EXERCISE DESCRIPTION » Reproduce all of the data below verbatim, from the first line to the last.
○ ○ ○ ○
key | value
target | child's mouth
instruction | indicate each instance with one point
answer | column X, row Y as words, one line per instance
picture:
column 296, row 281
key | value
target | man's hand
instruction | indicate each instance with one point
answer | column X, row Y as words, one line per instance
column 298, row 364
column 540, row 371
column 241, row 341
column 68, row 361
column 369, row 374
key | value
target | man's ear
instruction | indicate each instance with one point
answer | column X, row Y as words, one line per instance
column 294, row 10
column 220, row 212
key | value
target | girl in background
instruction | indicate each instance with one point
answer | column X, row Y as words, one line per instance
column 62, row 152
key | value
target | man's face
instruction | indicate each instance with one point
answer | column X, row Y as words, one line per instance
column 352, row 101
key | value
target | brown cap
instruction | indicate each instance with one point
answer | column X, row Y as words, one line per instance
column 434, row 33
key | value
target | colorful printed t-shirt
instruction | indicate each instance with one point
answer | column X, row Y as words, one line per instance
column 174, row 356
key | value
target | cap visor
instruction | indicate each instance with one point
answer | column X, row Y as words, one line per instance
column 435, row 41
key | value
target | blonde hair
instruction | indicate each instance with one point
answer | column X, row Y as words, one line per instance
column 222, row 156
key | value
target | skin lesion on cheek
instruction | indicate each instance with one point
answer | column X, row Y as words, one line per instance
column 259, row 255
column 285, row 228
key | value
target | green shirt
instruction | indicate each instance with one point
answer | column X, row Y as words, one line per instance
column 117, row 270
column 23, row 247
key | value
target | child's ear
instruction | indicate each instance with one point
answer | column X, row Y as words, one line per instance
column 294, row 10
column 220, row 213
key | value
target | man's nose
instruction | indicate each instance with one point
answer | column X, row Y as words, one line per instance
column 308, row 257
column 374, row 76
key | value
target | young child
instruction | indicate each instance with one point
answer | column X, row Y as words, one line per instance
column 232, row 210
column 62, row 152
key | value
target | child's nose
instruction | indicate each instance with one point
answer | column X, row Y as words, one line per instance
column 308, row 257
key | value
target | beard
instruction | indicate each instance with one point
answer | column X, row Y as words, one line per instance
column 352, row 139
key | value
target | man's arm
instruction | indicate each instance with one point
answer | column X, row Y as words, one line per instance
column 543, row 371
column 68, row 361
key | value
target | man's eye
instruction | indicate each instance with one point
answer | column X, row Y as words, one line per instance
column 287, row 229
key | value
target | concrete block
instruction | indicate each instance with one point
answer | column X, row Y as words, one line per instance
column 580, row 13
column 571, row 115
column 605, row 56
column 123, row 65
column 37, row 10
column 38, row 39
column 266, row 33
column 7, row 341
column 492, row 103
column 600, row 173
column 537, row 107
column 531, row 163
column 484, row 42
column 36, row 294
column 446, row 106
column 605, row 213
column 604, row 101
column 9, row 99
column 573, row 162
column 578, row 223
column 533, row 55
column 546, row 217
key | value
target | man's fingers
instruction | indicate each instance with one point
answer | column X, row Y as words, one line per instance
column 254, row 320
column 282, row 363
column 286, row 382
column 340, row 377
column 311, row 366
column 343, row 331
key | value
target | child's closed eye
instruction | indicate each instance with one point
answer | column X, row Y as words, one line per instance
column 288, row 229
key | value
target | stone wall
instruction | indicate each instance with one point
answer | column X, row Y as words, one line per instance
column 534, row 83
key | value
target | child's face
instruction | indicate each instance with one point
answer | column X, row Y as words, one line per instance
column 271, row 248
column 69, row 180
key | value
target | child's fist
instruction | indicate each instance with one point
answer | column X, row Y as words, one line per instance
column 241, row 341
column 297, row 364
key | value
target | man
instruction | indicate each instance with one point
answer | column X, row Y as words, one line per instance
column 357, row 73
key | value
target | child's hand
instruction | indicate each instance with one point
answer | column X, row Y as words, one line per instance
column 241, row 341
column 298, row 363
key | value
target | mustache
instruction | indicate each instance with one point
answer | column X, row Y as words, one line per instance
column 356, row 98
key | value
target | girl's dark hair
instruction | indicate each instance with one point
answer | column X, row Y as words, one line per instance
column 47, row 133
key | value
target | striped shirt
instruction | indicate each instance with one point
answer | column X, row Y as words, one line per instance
○ ○ ○ ○
SOLUTION BELOW »
key | value
target | child's mouth
instruction | indicate each instance with one point
answer | column X, row Y as words, one line per instance
picture:
column 296, row 281
key | value
target | man's hand
instruction | indicate each instance with one point
answer | column X, row Y as words, one line per instance
column 298, row 364
column 540, row 371
column 241, row 341
column 68, row 361
column 369, row 374
key | value
target | man's ear
instruction | indicate each instance with one point
answer | column X, row Y as words, one line per instance
column 294, row 10
column 220, row 212
key | value
target | girl in background
instruction | indicate each instance with one point
answer | column X, row Y as words, one line per instance
column 62, row 152
key | value
target | man's face
instruction | indicate each instance with one point
answer | column X, row Y as words, one line per instance
column 352, row 101
key | value
target | brown cap
instruction | indicate each instance with one point
answer | column X, row Y as words, one line per instance
column 434, row 33
key | value
target | colorful printed t-shirt
instruction | indicate each instance with one point
answer | column X, row Y as words, one line per instance
column 174, row 356
key | value
target | cap visor
instruction | indicate each instance with one point
answer | column X, row Y as words, one line per instance
column 435, row 41
key | value
target | blonde hair
instruction | indicate each instance with one point
answer | column X, row Y as words, one line per instance
column 222, row 156
key | value
target | skin lesion on cheek
instruction | indicate each instance with one point
answer | column X, row Y as words, one line per instance
column 259, row 255
column 285, row 228
key | value
target | green shirt
instruction | indicate each instance with one point
answer | column X, row Y as words, one line per instance
column 117, row 270
column 23, row 247
key | value
target | child's ear
instruction | indicate each instance with one point
answer | column X, row Y as words, one line per instance
column 294, row 10
column 220, row 213
key | value
target | man's nose
instruction | indicate each instance with one point
answer | column X, row Y as words, one line per instance
column 308, row 257
column 374, row 76
key | value
target | young child
instruction | indicate each instance with one point
answer | column X, row Y as words, one line per instance
column 232, row 210
column 62, row 152
key | value
target | child's nose
instruction | indicate each instance with one point
answer | column X, row Y as words, one line per instance
column 308, row 257
key | value
target | beard
instruction | indicate each instance with one point
answer | column X, row Y as words, one line per instance
column 352, row 139
key | value
target | man's arm
instruction | indicate each instance with one point
answer | column X, row Y as words, one line per instance
column 543, row 371
column 68, row 361
key | value
target | man's eye
instruction | indicate each instance with one point
answer | column X, row Y as words, one line per instance
column 287, row 229
key | value
target | concrete block
instruction | indicate each instance with one point
answer | column X, row Y as words, one line per instance
column 580, row 13
column 571, row 115
column 605, row 56
column 123, row 65
column 37, row 10
column 38, row 39
column 266, row 33
column 7, row 341
column 492, row 103
column 600, row 173
column 537, row 107
column 531, row 163
column 484, row 42
column 36, row 294
column 446, row 106
column 605, row 213
column 604, row 101
column 9, row 99
column 573, row 162
column 578, row 223
column 533, row 55
column 546, row 217
key | value
target | man's fingers
instruction | indicate each instance with one point
answer | column X, row Y as words, one line per instance
column 254, row 320
column 282, row 363
column 286, row 382
column 340, row 377
column 311, row 366
column 343, row 331
key | value
target | child's closed eye
instruction | indicate each instance with one point
answer | column X, row Y as words, one line per instance
column 288, row 229
key | value
target | stone wall
instruction | indicate each instance with one point
answer | column X, row Y as words, one line per instance
column 534, row 83
key | value
target | child's face
instruction | indicate each instance with one point
answer | column X, row Y as words, one line per instance
column 271, row 248
column 69, row 180
key | value
target | child's fist
instruction | indicate each instance with one point
answer | column X, row Y as words, one line per instance
column 241, row 341
column 297, row 364
key | value
target | man
instruction | indicate each instance with one point
answer | column X, row Y as words, one line per instance
column 357, row 73
key | value
target | child's hand
instruction | indicate each instance with one point
answer | column X, row Y as words, one line per instance
column 241, row 341
column 298, row 363
key | value
target | mustache
instruction | indicate each instance with one point
answer | column X, row Y as words, one line per instance
column 356, row 98
key | value
target | girl's dark hair
instruction | indicate each instance with one point
answer | column X, row Y as words, one line per instance
column 47, row 133
key | value
target | striped shirt
instruction | indicate each instance with one point
answer | column X, row Y as words, one line per instance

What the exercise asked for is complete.